#### What to work on
Collect every line in the items below that contains the string "wooden", copying each one in full. Case counts when matching.

#### Dataset entries
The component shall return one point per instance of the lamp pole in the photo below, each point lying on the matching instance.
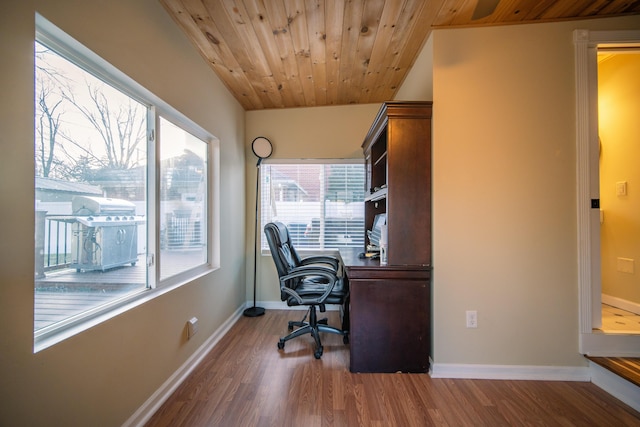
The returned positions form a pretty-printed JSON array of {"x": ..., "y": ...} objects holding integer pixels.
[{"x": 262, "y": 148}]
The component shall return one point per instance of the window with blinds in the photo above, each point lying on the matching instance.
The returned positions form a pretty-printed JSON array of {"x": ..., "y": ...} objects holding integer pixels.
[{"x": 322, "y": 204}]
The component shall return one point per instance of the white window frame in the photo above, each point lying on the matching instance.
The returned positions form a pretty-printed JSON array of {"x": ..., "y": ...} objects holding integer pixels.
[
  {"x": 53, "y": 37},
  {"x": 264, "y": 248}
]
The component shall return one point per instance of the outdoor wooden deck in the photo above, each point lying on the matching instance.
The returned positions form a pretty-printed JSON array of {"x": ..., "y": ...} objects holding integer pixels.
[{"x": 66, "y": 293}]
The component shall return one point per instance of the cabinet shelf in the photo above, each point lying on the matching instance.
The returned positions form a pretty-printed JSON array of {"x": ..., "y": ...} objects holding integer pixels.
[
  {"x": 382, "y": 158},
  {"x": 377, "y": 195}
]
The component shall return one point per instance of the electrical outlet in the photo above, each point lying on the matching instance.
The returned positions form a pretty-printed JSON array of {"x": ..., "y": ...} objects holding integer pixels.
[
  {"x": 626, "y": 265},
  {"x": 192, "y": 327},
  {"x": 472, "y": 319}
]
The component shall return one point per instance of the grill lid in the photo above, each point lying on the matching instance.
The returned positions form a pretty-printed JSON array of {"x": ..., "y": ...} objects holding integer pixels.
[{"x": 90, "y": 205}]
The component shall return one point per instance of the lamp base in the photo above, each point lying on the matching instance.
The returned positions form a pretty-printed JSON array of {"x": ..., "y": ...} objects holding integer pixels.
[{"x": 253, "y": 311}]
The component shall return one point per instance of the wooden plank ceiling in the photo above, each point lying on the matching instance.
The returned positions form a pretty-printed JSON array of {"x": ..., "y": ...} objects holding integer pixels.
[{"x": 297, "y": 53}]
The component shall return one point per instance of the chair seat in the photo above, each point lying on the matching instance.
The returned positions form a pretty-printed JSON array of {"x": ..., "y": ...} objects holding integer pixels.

...

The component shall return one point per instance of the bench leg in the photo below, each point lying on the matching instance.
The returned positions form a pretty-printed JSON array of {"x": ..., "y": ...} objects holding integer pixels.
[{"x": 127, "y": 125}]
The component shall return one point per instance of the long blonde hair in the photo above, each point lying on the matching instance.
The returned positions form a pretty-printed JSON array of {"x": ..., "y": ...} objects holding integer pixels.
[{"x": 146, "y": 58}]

--

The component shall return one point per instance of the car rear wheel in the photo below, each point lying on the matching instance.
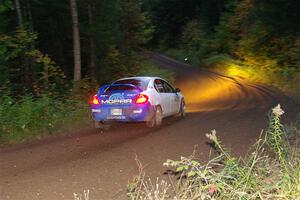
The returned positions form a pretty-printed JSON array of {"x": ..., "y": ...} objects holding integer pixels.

#### Response for this exercise
The component shall return one point per instance of the outdoor wooden deck in the photo above, each point lying on the matching instance.
The component shall return one point per instance of the wooden plank ceiling in the photo above, each point lying on the matching instance.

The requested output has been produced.